» **DIRECTIVE**
Rewrite the lines below, replacing "biggest" with "largest" wherever it occurs and leaving everything else unchanged.

* * *

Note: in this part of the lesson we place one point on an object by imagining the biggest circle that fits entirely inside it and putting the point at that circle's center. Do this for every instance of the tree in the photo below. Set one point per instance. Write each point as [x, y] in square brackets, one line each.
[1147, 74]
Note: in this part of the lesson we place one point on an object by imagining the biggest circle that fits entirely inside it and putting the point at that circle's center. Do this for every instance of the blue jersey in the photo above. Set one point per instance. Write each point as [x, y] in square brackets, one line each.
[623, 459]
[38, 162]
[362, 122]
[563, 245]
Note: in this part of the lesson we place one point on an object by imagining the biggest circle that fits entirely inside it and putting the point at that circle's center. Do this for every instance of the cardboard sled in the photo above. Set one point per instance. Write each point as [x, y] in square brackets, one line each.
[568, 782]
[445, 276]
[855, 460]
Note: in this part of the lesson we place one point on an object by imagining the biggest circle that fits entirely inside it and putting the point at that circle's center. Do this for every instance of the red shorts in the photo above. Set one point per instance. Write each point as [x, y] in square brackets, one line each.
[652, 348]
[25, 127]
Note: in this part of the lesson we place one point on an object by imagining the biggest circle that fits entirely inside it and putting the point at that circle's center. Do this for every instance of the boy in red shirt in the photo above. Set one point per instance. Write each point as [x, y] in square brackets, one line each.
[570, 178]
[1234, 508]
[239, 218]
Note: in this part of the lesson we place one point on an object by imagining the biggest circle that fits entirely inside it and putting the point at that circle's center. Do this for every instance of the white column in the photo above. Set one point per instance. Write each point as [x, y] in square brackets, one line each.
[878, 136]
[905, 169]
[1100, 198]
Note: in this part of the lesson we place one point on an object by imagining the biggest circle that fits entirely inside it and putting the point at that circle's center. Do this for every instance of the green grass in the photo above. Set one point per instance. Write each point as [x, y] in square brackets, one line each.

* * *

» **THE SOLUTION**
Note: in this part of the lesson we place one point on an object by imagining the largest circle that fits entirely inside it and putting the point at that circle's center. Do this for every instance of the tree in the photo below. Set one point per instance. Write each point as [x, y] in square brackets, one line each.
[1147, 74]
Note: in this part of the lesson we place one point on an object by imagining the largest circle that fits entirely inside it and putting the point at that circle's center. Do this for every instance of the blue jersey in the photo above. Set one point per instance. Write each point as [x, y] in square brackets, one line each.
[623, 459]
[38, 162]
[362, 122]
[563, 245]
Note: in this part of the lesson we place one point on an object by imagining the largest circle that fits entirely inside it and putting the point at that circle's center. Do this for every instance of the cardboard sled in the photo above. Set one point per instance. Write each point as [x, y] in square brackets, one line each.
[568, 782]
[445, 276]
[855, 460]
Note: in this part of the lesson we place one point on an object by imagining the largest circle that fits entirely inside it and putting the point at that circle's center. Do this for every instance of the red shorts in the photo above. Set one point per instance. Write each point as [x, y] in square brackets, one line each.
[652, 348]
[25, 127]
Note: in this part of the lesson we place one point on an object by imagining the largest circle that fits entirely inside it and putting the point at that circle's center. Do this for every instance of the boy in red shirt in the photo above. Set one point per instance. Write each point as [x, y] in square brackets, one line each.
[570, 178]
[1234, 508]
[239, 218]
Note: in this part of the lesson we place one point on an object by imagining the largest circle that fits entirely inside it and putting the point at that circle's center. Do this for every instance of the white column in the photo above. Set one point per instance. Write each point as [x, y] in square brackets, one line each.
[878, 136]
[905, 169]
[1100, 198]
Note: in this part of the lesson we place one point on an object by imagining the largest circle that fits entirely inside it and putting the point at that circle's center. Do this for every instance of the green grass in the photo above. Set one point per instance. Write each point as [x, y] in square brackets, one line each.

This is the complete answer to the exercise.